Copy the rows again from the line with "Report the location of every instance of the snow pile" through the end of the rows, keeping every line, requests and their sample points included. Scale only the coordinates given as answers by 2.35, rounding each to a whole number with halves rounded up.

------ Supplied information ------

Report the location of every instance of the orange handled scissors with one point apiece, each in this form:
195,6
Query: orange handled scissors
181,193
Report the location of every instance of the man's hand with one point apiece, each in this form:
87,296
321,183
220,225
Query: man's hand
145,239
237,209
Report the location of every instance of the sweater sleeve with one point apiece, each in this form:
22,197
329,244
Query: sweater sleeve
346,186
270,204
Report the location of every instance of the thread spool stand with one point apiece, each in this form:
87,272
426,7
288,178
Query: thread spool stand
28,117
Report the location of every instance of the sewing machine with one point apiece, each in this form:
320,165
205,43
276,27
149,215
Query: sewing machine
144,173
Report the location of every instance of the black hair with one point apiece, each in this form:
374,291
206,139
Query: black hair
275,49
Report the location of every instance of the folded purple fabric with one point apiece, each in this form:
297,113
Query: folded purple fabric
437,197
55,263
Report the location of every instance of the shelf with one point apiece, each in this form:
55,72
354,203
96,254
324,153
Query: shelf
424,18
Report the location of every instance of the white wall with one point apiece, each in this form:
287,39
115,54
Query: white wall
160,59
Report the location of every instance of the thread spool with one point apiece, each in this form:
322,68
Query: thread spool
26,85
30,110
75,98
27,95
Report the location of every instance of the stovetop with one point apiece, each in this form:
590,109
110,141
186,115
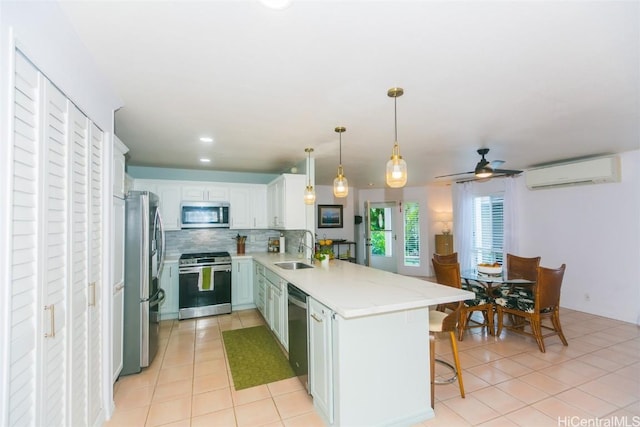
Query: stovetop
206,258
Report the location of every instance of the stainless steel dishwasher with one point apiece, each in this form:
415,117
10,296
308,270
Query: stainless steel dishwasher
298,342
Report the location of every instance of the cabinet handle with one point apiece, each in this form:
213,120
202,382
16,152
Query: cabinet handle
92,289
52,317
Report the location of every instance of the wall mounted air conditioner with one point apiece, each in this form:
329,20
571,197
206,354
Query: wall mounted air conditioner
587,171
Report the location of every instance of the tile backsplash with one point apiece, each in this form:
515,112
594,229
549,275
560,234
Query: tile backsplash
222,239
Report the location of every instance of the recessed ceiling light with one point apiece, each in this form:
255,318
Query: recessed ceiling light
276,4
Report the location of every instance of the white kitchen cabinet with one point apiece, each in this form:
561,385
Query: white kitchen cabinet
285,202
248,206
242,284
170,283
259,287
205,193
321,357
276,306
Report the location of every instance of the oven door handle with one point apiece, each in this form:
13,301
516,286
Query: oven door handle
198,269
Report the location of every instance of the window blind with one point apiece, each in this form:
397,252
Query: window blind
488,229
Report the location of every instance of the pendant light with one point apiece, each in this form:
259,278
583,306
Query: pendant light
309,193
396,167
340,184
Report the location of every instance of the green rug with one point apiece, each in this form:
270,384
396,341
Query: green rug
255,357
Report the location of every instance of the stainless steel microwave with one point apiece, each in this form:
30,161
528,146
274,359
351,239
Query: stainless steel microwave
204,215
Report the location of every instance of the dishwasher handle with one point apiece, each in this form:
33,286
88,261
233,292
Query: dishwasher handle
297,302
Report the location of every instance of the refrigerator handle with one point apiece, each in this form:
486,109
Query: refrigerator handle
163,250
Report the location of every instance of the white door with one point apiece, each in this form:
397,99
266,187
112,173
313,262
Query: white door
54,263
27,326
381,236
96,222
79,333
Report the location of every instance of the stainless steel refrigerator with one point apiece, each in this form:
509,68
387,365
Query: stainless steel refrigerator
144,259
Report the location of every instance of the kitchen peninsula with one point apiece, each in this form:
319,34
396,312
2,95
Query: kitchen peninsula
369,340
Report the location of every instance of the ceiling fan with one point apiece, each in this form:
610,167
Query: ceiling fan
485,169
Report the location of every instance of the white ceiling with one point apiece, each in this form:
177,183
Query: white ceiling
534,81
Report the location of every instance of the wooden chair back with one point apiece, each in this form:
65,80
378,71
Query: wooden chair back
547,288
447,274
446,259
522,268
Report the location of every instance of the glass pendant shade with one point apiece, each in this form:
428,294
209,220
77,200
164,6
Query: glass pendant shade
309,192
340,184
309,195
396,175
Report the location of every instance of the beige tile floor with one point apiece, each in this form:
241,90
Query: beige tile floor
508,381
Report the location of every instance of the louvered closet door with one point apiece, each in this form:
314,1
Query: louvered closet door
54,258
79,266
95,271
25,306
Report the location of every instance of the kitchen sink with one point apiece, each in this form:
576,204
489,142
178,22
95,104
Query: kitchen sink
293,265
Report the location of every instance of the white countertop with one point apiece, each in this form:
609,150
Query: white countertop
353,290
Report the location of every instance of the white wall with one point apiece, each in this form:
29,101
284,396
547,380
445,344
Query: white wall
595,230
324,196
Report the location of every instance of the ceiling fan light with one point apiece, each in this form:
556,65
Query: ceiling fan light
483,171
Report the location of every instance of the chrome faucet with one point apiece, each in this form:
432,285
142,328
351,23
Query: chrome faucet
302,245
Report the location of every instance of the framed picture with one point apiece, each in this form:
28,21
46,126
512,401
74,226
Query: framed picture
330,216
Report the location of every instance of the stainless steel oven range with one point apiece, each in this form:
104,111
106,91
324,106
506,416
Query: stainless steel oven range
205,284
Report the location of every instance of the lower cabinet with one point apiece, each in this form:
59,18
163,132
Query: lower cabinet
275,306
321,358
242,284
259,288
169,281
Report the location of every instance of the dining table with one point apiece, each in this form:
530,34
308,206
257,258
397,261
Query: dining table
492,282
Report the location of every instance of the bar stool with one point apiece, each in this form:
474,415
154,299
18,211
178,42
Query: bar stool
439,321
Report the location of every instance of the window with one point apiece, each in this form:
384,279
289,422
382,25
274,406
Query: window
488,229
412,234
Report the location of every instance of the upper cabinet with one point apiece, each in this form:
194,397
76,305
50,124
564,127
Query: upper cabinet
285,207
205,193
247,206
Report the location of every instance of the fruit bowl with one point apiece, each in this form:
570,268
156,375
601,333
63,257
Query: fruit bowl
491,269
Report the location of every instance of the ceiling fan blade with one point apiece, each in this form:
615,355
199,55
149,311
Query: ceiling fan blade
507,171
454,174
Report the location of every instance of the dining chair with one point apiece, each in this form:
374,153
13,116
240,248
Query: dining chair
522,268
449,275
451,258
542,301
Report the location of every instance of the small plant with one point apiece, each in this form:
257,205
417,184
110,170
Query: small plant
324,250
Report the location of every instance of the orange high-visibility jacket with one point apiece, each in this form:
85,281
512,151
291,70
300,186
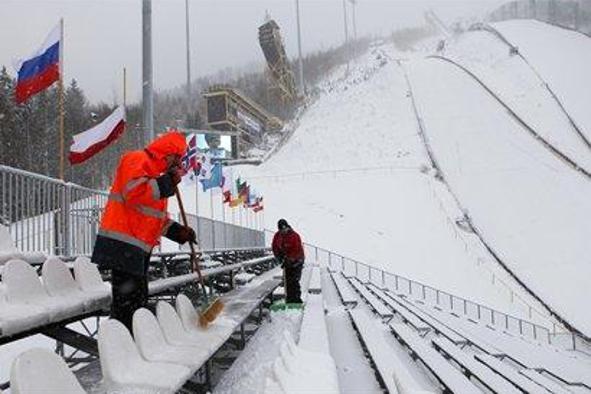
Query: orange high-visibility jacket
136,211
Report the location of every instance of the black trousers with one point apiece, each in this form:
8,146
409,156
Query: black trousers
293,274
130,293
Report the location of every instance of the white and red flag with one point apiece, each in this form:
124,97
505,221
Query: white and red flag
92,141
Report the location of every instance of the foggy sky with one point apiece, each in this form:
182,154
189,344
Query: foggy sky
103,36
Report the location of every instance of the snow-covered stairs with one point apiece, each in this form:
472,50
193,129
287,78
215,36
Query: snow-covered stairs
452,353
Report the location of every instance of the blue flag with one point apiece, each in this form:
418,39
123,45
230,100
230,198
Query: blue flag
215,180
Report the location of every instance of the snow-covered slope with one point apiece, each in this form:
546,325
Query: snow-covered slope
562,58
531,207
514,81
351,180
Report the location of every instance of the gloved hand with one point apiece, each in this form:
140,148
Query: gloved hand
186,234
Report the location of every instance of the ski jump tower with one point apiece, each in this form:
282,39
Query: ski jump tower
281,76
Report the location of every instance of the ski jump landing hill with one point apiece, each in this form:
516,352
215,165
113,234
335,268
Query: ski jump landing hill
450,198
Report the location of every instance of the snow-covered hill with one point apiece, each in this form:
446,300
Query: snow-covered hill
352,178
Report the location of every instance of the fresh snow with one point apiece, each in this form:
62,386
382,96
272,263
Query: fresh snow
531,207
514,81
562,58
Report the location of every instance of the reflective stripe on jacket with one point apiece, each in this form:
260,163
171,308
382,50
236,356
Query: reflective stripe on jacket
136,211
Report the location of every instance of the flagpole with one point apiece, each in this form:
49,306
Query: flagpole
61,99
212,219
125,88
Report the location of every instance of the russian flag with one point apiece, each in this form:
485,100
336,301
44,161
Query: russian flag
41,69
92,141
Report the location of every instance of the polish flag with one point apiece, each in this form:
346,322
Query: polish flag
92,141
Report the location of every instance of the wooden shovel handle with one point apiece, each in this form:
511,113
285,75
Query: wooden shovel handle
194,263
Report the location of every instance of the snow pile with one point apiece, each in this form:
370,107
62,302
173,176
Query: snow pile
513,80
301,371
248,372
350,180
562,58
531,207
243,278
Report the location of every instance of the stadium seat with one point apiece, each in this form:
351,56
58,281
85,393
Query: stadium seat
124,369
188,315
24,287
172,327
88,277
58,282
9,252
153,346
42,371
90,282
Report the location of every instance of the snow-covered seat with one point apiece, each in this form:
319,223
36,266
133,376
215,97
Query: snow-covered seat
58,282
124,369
298,371
88,279
153,346
42,371
188,315
17,317
9,252
28,301
172,327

------

| Solution to this problem |
Report the location of every instance of the snow pile with one point apiece, each in this form:
370,107
62,302
173,176
Query: snow pile
1206,188
707,872
583,874
823,423
1321,136
1248,486
571,653
Report the location of every instance of the stadium seat with one point apiece, each in this form:
351,56
58,281
85,393
Query: stadium seat
291,867
442,740
56,674
404,768
207,651
136,663
21,592
360,813
99,872
212,663
Report the location of every instance of the snow-covered seat with one point apiece, each in this form:
319,223
36,266
133,376
215,97
Query: snow-covered seat
136,663
291,867
700,872
207,656
360,813
99,872
442,740
40,745
21,592
66,707
404,768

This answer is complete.